## Your goal
Please copy exactly the lines that run from the start of the entries to the line containing "[BATCH JOB 4417] Class: manicured lawn", inclusive.

***** Records for this task

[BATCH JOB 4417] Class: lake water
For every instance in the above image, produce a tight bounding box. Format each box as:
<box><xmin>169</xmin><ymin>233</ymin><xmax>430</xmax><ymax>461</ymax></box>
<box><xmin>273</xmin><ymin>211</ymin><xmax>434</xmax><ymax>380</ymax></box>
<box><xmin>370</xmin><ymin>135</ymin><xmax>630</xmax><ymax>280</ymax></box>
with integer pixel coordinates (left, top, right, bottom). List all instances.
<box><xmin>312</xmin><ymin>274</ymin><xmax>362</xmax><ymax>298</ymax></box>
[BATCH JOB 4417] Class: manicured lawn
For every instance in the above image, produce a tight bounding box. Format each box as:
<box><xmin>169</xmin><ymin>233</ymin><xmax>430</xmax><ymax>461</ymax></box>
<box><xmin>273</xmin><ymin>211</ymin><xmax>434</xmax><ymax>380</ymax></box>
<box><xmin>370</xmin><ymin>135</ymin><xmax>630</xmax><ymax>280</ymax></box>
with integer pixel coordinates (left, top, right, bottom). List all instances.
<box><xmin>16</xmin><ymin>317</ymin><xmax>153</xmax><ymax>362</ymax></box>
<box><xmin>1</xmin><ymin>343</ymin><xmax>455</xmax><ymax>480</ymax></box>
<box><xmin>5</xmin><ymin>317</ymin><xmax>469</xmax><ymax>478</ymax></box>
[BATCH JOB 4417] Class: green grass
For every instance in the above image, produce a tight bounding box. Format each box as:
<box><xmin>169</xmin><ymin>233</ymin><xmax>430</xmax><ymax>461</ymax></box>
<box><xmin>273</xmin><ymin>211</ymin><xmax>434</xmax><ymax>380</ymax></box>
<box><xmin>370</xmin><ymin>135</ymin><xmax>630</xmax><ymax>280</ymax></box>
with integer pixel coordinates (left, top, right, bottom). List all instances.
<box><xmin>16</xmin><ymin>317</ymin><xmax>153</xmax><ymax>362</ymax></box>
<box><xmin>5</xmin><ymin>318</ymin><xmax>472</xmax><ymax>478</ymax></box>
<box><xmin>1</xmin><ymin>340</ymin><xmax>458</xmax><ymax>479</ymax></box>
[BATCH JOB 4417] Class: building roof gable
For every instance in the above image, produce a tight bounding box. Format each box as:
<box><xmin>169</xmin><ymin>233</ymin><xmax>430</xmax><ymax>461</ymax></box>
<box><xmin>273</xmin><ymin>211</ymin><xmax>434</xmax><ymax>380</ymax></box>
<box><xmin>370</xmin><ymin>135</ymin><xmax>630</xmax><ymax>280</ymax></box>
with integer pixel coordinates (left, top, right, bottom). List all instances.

**********

## Result of the task
[BATCH JOB 4417] Class: lake water
For every instance in the above image, produce a tight bounding box. Format each box as:
<box><xmin>169</xmin><ymin>233</ymin><xmax>430</xmax><ymax>461</ymax></box>
<box><xmin>273</xmin><ymin>211</ymin><xmax>434</xmax><ymax>380</ymax></box>
<box><xmin>370</xmin><ymin>135</ymin><xmax>630</xmax><ymax>280</ymax></box>
with integer pixel coordinates (left, top, right, bottom). List all instances.
<box><xmin>312</xmin><ymin>274</ymin><xmax>362</xmax><ymax>298</ymax></box>
[BATCH JOB 4417] Class: manicured lawn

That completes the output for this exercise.